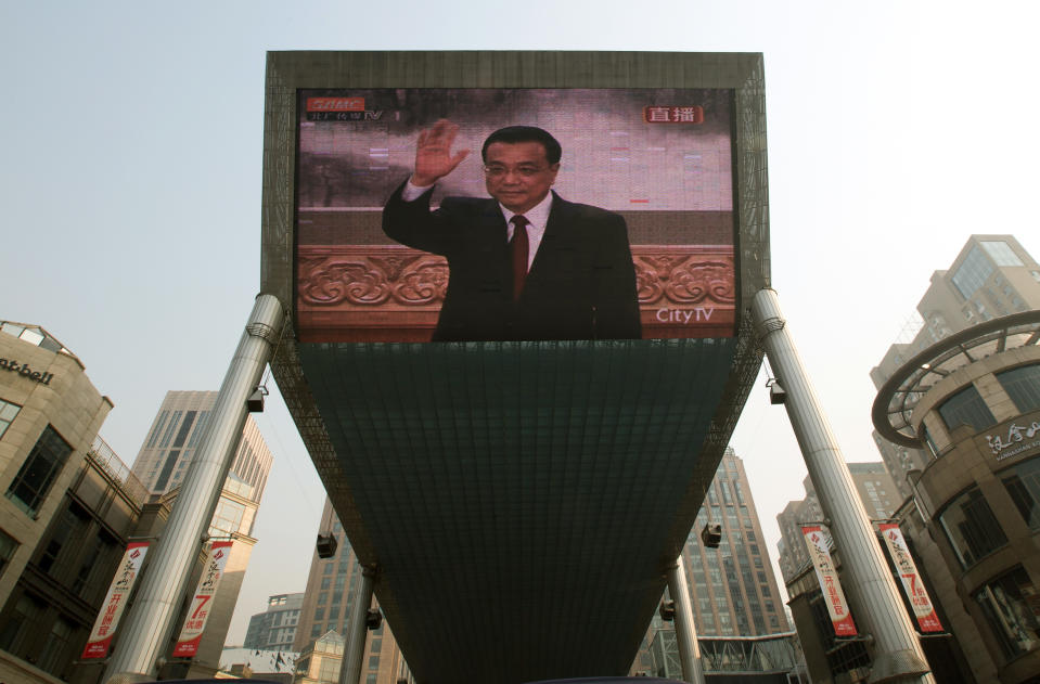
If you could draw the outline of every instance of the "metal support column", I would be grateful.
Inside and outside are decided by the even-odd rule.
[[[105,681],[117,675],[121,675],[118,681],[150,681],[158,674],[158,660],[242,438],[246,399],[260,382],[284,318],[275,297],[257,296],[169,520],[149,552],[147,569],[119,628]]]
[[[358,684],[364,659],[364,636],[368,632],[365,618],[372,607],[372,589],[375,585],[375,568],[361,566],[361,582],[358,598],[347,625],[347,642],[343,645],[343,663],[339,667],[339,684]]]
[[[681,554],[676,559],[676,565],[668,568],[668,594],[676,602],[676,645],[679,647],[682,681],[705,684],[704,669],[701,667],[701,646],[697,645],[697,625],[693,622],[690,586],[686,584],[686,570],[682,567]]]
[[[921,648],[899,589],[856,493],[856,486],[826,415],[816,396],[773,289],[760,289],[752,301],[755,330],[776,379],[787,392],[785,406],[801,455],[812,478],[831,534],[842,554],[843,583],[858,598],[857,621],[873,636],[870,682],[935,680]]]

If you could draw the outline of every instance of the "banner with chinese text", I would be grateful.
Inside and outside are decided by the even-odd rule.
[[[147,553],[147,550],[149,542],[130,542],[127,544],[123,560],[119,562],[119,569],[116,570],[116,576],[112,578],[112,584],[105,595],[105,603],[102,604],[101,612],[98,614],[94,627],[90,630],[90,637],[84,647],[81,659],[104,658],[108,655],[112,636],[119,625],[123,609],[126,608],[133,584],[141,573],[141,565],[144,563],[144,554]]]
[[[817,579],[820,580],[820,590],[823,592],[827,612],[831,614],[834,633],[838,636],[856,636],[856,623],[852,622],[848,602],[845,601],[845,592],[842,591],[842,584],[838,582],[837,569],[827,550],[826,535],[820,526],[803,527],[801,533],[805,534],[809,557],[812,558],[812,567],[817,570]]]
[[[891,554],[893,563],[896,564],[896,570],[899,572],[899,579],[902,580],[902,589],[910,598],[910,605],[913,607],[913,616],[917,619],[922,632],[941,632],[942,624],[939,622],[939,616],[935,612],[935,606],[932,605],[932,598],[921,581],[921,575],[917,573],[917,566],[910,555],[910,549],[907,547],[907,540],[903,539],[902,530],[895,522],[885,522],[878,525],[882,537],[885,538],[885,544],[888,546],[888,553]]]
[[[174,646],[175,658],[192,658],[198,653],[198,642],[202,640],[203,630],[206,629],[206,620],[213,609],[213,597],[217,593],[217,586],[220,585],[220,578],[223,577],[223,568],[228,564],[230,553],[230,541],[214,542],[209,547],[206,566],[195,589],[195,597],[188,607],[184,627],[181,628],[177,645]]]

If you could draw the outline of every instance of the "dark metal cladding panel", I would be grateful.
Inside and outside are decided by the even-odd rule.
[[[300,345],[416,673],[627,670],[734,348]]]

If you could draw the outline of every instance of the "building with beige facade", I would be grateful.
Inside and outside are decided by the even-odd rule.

________________

**Problem statement:**
Count the lines in the entries above that contain the string "every", with case counting. Give only the number.

**Finished exercise:**
4